*** MATERIAL FOR THIS TASK Section Begins ***
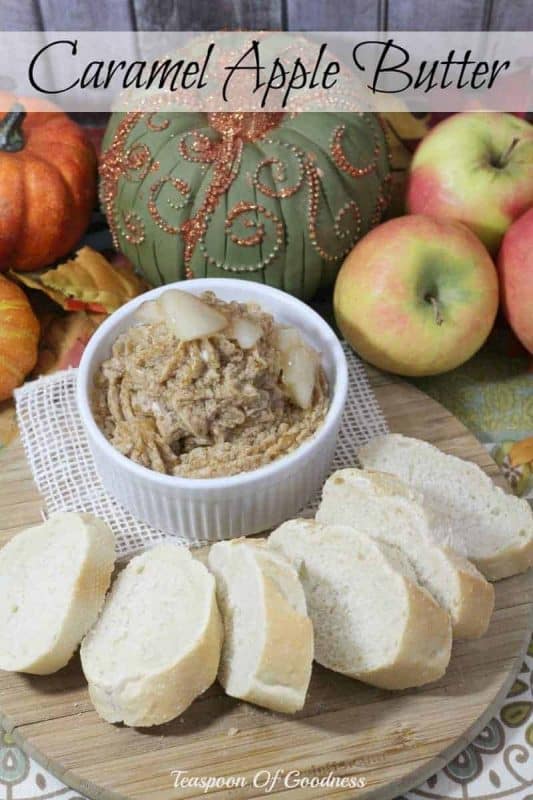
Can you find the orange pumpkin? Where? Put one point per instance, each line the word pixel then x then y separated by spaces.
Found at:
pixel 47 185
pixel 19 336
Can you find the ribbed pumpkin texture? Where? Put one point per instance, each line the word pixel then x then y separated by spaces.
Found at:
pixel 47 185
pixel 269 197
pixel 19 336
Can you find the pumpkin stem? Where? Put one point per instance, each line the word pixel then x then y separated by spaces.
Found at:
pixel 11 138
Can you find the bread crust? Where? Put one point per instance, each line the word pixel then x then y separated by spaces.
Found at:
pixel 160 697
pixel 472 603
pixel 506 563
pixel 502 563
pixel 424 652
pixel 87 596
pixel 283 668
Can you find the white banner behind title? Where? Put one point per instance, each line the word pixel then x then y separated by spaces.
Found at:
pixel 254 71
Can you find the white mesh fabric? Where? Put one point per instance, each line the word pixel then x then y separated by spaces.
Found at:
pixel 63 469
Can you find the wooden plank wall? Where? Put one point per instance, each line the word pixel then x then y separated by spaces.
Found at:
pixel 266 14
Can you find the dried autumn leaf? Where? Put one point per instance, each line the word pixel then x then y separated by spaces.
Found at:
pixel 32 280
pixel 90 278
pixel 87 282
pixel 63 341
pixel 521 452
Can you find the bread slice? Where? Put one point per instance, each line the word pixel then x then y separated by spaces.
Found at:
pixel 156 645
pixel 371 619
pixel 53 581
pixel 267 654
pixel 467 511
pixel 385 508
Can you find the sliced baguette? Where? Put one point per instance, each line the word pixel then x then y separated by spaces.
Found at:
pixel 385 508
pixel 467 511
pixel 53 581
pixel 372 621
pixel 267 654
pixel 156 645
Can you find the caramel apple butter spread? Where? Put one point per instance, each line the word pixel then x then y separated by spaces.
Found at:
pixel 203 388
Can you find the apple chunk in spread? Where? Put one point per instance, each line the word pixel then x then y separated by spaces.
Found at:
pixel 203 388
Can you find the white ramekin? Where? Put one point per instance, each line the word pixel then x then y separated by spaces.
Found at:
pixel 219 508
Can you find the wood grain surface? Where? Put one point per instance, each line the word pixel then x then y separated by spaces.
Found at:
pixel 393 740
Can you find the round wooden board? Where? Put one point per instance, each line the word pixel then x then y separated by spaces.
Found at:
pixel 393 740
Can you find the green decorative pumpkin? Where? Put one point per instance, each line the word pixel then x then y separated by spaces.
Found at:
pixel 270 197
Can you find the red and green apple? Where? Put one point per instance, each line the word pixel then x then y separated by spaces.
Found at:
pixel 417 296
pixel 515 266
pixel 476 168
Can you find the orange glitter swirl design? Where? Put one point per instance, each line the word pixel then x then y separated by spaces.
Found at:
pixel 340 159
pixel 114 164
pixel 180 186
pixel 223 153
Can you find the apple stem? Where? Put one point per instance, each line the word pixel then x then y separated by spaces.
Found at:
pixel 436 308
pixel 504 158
*** MATERIAL FOR THIS TASK Section Ends ***
-- WHAT IS NEEDED --
Each line from the start of the entries above through the line with "Can you find the bread crust?" should be duplicated exactly, leaving out the pictures.

-- ANSWER SECTION --
Can you find the orange pumpkin? Where? Put one point per instance, each line the word pixel then x then y separated by spaces.
Found at:
pixel 47 185
pixel 19 336
Can you find the ribbed pumpkin texture? Where? Put one point per instance, each line the word pixel then x then y separated by spaces.
Found at:
pixel 47 185
pixel 269 197
pixel 19 336
Can you find the pumpkin stem? Where? Put one point per instance, each line the word pixel then x then y separated by spaces.
Found at:
pixel 11 138
Can you find the bread crust? Where? Put one point per instance, each line the word pixel then x then y separated by spaces.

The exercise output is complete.